**Latihan Singkat A:**
Tentukan apakah setiap pernyataan berikut sesuai dengan teks tentang gotong royong di Desa Pimping, dengan jawaban ya atau tidak yang disertai kutipan persis dari teks sebagai penentunya. (i) Kebakaran terjadi pada hari Sabtu sekitar pukul 12.40 Wita. (ii) Warga membangun kembali rumah itu dengan peralatan khusus. (iii) Seluruh bantuan pembangunan rumah berasal dari warga.
**Latihan Singkat B:**
Lanjutkan teks tentang gotong royong warga Desa Pimping mulai dari kalimat terakhirnya.

**Kutipan Pilihan:**
⟨
Tidakcukup banyak yang tahu, sampai saat ini kearifan lokal di Desa Pimping, Kecamatan Tanjung Palas Utara sejatinya masih terus terjaga. Lalu seperti apa bentuk kearifan lokal yang dimaksud tersebut. Berikut ulasannya.
RACHMAD RHOMADHANI
SABTU (3/10) lalu, sekira pukul 12.40 Wita, satu unit rumah di RT 54 Desa Piping ludes ‘dilalap’ si jago merah. Rumah itu milik pasangan suami istri Irang Luhat dan Hau. Dari kejadian itu, tidak ada harta benda yang dapat terselamatkan. Melainkan, hanya baju yang melekat dari si pemilik rumah.
Alhasil, mengetahui akan nasib warga di desa setempat. Warga lainnya yang ada di desa itu secara langsung berinisiatif untuk saling membantu. Mengingat desa itu memang sebelumnya cukup kental akan kearifan lokalnya.
Yang mana, mereka dengan mengumpulkan sejumlah dana dan material untuk dibangunannya kembali rumah tersebut. Tidak cukup waktu lama, sehari pasca terjadinya kebakaran. Ternyata, sejumlah dana dan material yang ada sudah mencukupi. Pembangunan pun dianggap sudah dapat dilakukan dengan segera.
Untuk membangun rumah itu agar dapat berdiri kokoh kembali. Warga di desa setempat secara bergotong – royong membangunnya. Tidak ada peralatan khusus, hanya modal kekompakan mereka hingga rumah dapat dinyatakan layak untuk ditempati bagi korban kebakaran itu. Diperkirakan ada sekitar ratusan warga yang berbondong-bondong datang untuk bahu-membahu membantu pembangunannya agar cepat usai.
Pj Kades Pimping, Ulit mengatakan, dengan modal gotong-royong seluruh warga di desanya, pembangunan rumah itu dapat diselesaikan dengan begitu cepat. Yaitu, dengan jangka waktu dua hari berjalan sudah jadi fisik rumahnya. Bahkan, di hari ketiga dianggap rumah itu sudah dapat ditempati. Ini sembari melengkapi kebutuhan lainnya.
“Benar, bantuan dari pembangunan rumah ini semuanya dari warga. Sebelumnya, setiap warga di pungut secara sukarela,’’ ungkapnya kepada Radar Kaltara, Selasa (6/10).
⟩
**Data Tersimpan:**
⟨
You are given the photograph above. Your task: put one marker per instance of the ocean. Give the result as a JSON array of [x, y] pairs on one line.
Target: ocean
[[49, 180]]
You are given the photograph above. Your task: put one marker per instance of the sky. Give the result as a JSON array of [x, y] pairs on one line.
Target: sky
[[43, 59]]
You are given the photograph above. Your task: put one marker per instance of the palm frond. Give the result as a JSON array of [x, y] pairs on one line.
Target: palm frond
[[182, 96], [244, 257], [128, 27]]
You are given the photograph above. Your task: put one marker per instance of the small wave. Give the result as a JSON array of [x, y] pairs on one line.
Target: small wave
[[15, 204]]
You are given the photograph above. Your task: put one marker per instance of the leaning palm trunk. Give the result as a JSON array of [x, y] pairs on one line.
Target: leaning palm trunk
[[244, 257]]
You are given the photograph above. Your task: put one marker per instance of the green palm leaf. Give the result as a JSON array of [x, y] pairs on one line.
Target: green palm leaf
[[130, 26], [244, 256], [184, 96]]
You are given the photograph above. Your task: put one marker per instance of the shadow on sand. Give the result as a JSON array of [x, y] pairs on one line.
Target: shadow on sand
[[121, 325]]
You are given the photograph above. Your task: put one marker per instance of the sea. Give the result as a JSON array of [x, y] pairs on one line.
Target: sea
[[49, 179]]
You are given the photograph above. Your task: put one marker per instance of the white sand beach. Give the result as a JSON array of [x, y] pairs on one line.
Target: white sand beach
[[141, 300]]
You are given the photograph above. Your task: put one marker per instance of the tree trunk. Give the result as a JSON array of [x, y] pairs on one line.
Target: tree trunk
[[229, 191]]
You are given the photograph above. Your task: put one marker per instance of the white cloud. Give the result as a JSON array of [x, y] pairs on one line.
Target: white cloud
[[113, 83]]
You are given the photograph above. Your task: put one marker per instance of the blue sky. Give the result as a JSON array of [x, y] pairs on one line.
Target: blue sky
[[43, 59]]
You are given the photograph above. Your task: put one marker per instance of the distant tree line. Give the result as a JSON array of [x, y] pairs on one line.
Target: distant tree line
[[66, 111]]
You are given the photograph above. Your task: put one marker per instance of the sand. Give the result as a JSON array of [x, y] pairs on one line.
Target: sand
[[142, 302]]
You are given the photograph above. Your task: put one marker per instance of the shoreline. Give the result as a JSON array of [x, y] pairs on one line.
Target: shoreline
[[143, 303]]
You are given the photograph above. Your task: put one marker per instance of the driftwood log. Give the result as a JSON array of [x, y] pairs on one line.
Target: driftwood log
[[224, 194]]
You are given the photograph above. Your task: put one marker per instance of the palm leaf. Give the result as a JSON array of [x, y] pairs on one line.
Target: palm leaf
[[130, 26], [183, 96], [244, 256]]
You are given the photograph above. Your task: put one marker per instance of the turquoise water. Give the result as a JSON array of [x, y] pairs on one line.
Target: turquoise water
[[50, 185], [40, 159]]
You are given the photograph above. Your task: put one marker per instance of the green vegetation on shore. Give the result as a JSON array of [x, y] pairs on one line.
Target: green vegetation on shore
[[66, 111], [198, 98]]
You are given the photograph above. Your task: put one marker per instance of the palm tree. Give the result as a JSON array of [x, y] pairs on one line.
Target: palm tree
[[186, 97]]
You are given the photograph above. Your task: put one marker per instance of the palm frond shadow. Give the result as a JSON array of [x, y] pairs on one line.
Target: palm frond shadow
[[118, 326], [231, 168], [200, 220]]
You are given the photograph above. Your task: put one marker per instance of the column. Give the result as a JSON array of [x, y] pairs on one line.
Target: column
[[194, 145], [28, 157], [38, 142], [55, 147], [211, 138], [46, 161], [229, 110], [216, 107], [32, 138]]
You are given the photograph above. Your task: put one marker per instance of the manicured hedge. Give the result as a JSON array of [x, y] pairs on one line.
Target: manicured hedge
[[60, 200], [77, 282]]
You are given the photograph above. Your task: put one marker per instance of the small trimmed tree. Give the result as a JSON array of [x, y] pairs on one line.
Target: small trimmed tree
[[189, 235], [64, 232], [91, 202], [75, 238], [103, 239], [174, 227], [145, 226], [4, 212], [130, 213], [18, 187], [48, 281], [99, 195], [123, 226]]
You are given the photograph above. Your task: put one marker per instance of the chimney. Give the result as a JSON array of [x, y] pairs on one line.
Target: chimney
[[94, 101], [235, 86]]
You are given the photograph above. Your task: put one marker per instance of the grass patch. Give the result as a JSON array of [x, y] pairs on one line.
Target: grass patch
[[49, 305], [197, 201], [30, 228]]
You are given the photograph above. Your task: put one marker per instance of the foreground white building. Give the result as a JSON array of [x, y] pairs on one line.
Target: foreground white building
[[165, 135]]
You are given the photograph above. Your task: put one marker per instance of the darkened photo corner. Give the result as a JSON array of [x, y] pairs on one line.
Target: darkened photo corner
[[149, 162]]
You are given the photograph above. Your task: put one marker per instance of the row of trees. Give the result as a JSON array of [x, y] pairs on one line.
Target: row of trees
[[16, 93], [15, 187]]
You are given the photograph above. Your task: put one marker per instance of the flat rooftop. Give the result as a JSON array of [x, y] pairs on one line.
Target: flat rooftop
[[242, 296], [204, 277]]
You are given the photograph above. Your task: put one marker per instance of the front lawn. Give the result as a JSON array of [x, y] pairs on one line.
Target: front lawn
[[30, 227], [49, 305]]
⟩
**Jawaban Tugas A:**
(i) Ya: "SABTU (3/10) lalu, sekira pukul 12.40 Wita"
(ii) Tidak: "Tidak ada peralatan khusus"
(iii) Ya: "bantuan dari pembangunan rumah ini semuanya dari warga"

**Jawaban Tugas B:**
Dijelaskannya juga, dalam proses pemungutan atau iuran setiap warga ini. Yakni tidak semuanya harus dalam bentuk uang. Melainkan, material bangunan, seperti kayu dan seng pun diterima. Karena nantinya, dana dari yang terkumpul akan digunakan membeli material bangunan tersebut.
“Karena namanya sukarela, jadinya apapun diterima. Jika ada warga yang lebih seng dan kayunya, bisa dibawa saat proses pembangunan dimulai,’’ ujarnya.
Lanjutnya, dalam aksi gotong–royong membangun rumah bagi warga yang menjadi korban ini. Menurutnya bukan kali pertama dilakukan, sebelumnya pun bagi warga yang terdampak juga secara langsung dibangunnya rumah secara gotong-royong.
“Dulu rumahnya Pak Jalin warga di RT 7. Di desa ini memang kami upayakan untuk terus menjaga sikap saling peduli seperti ini sebagai wujud kearifan lokalnya,’’ tuturnya.
Ia berharap, ke depan semangat gotong-royong dapat terus ditingkatkan. Bahkan, tidak hanya aksi ini, melainkan pada aksi lainnya. Pemdes pun akan terus memprakarsai dalam aksi ini agar dapat berjalan dengan baik dan maksimal.
“Tapi,mengenai peran desa sendiri, sejatinya sejak awal sudah memberikan respons cepat bagi warga yang terkena musibah. Misal, dengan mencarikan tempat tinggal sementara dan kebutuhan pokoknya,’’ ujarnya.(***/har)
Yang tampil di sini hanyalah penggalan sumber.